TASK REQUIREMENTS >>
#1 Reproduce, word for word, the part of the market commentary below starting with "A post shared" and going on through "ready to go up.".
#2 Carry on the market commentary below about the rupiah and the Indonesian stock market from its last sentence.

TEXT PROVIDED >>
A post shared by Sharpfokus (@sharpfokusdaily) on Nov 2, 2018 at 9:38pm PDT

Volatility
We wrote a couple of weeks ago about market volatility calming down. Well despite a few wobbles around the world, the JCI index has remained very steady & volatility has continued to calm down. 5 day average volatility is now zero. The stock market hasn’t moved in 4 moths after its fall. It’s more than ready to go up.

FX
$
This week we look at 3 things which will raise earnings in 4Q 2018 & what impact they will have. The first is FX. The rupiah has been very weak against the dollar, falling from 13,300 to 15,200. That’s had an impact on many companies especially those with $ debts whose earnings have declined from FX losses.

Pound
I think it’s time for the rupiah to strengthen again. For a couple of reasons. First, the $ doesn’t have underlying strength. It’s been weakening for 2 years. Second, the rupiah hasnt moved against other currencies. Our rate vs the £ is the same now as in March. It’s time to gain vs the $ too.

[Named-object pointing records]
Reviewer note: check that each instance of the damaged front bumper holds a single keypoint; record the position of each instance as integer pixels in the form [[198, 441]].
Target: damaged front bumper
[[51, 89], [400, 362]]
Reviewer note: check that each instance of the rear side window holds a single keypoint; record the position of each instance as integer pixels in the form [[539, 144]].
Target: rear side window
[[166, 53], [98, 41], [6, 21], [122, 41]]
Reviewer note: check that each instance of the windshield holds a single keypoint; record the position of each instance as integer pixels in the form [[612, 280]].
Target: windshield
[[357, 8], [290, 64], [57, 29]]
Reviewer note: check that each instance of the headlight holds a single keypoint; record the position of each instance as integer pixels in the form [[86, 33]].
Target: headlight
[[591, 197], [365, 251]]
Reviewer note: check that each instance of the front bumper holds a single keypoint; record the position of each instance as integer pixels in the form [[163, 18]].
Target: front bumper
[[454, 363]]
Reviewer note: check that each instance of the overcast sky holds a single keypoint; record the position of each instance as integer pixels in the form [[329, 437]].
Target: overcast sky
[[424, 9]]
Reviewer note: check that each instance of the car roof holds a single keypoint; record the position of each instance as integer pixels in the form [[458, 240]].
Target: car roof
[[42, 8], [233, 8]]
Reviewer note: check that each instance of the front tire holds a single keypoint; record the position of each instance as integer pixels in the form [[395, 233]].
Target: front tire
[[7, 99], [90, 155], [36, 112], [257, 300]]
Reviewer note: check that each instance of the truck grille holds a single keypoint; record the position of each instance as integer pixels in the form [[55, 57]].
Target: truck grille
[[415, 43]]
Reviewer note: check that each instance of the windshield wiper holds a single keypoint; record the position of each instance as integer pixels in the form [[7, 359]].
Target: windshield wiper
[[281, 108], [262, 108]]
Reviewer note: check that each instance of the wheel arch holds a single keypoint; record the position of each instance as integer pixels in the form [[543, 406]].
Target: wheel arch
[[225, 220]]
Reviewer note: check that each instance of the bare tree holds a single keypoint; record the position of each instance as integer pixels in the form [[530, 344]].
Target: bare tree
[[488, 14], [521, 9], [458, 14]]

EXPECTED OUTPUTS >>
#1
A post shared by Sharpfokus (@sharpfokusdaily) on Nov 2, 2018 at 9:38pm PDT

Volatility
We wrote a couple of weeks ago about market volatility calming down. Well despite a few wobbles around the world, the JCI index has remained very steady & volatility has continued to calm down. 5 day average volatility is now zero. The stock market hasn’t moved in 4 moths after its fall. It’s more than ready to go up.

#2
Gains
If we imagine a listed company which has a 100% debt to equity ratio, earns 20% ROE & has 10% of the debt in $ & let’s say the rupiah strengths back below 15,000 to 14,500 next 2 months. That would boost that company 4Q earnings by quite a lot. By my calculation about 15% compared to the 3Q.

Interest costs
Global rates
Second is interest rates. It seems reasonably clear that global interest rates are rising as the world economy starts to grow again, led by the US. This we’ve seen rising bond yields among the major markets. Indonesia has gone through a big economic wobble & when that happens our yields rise too.

Indonesian rates
But that’s because of currency weakness. As the currency strengthens , even while international rates rise, our interest rates should falll. That’s what’s happening. A year ago our 10 year bond yields were at 6.5%, recently they reached 8.6%. That’s almost a 30% increase in interest costs. But this month rate have fallen back to 8.3%.

Savings
Let’s say our theoretical company saw rates on the 90% of their debt in local currency go up to 11.5% recently & then let’s say rates now fall back to 10.5%. That would be enough to boost their 4th quarter earnings by about 5%. So the combination of FX regains & interest savings would lead to a 20% earnings gain quarter on quarter.

Pricing power
Loss
& there’s a 3rd way for earnings to move higher in the 4th quarter. As you can imagine, in the 2nd & 3rd quarters pricing power fell due to economic & currency weakness. This is particularly true for commodities. It’s a myth commodity prices are a hedge they follow the rupiah down. Now 4Q pricing power can rise again as the rupiah strengthens.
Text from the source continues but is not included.